> SUPPLIED PASSAGE:
Trick plays take advantage of defenses' expectations and conventional wisdom, the set of basic principles to which most offenses adhere. Most offenses follow a basic set of conventions in that once the ball is snapped to the quarterback, it seldom changes hands more than once: a hand-off or pitch to a running back, or a forward pass, and the players with the best skill sets for those particular plays are the ones that will execute them.

For example, the quarterback is by far the best passer on the field in most situations and would thus be relied upon for the vast majority of forward passes; likewise, kickers are, in the modern era, seldom relied upon for anything other than kicking. The typical American football playbook relies on simple, relatively low-risk plays with high odds of gaining yardage and low odds of catastrophe (a turnover, loss of yardage or, in the worst-case scenario, the other team scoring points). Trick plays eschew these principles: trick plays can easily exploit a defensive weakness if it is not foreseen, but if the trick is foreseen, it can be easily foiled and the play will often yield catastrophic results.

> Stored records:
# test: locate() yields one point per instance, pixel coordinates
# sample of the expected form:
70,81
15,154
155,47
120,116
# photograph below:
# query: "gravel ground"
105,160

---

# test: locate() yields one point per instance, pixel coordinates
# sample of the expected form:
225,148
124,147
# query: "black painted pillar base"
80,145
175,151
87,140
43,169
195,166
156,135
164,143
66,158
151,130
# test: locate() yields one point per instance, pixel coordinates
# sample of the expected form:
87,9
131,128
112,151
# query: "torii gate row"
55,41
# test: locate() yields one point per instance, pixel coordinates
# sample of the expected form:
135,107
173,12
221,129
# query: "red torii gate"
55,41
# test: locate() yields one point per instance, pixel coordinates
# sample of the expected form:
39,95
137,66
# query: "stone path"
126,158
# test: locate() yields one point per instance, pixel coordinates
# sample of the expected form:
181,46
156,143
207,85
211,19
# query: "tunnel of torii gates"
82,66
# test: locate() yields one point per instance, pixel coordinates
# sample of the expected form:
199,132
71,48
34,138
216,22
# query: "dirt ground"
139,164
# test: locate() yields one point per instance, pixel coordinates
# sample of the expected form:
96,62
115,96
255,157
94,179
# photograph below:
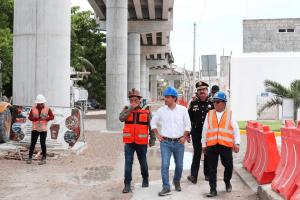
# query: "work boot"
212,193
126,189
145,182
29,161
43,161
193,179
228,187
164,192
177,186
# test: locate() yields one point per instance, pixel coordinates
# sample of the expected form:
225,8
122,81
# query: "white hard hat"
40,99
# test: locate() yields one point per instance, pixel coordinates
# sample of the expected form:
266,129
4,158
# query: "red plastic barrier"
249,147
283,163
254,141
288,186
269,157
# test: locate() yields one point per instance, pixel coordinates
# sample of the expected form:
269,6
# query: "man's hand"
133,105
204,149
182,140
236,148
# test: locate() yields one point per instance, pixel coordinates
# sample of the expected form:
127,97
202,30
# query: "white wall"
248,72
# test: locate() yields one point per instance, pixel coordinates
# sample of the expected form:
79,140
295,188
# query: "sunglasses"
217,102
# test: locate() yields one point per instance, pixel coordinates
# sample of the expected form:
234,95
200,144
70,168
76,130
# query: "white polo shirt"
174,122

> DESCRIPTION OF THE TASK:
Copy the passage about trick plays word for word, everything from "For example, the" down to "yield catastrophic results.". Rely only on the passage about trick plays, not on the entries.

> SOLUTION TO THE EXERCISE:
For example, the quarterback is by far the best passer on the field in most situations and would thus be relied upon for the vast majority of forward passes; likewise, kickers are, in the modern era, seldom relied upon for anything other than kicking. The typical American football playbook relies on simple, relatively low-risk plays with high odds of gaining yardage and low odds of catastrophe (a turnover, loss of yardage or, in the worst-case scenario, the other team scoring points). Trick plays eschew these principles: trick plays can easily exploit a defensive weakness if it is not foreseen, but if the trick is foreseen, it can be easily foiled and the play will often yield catastrophic results.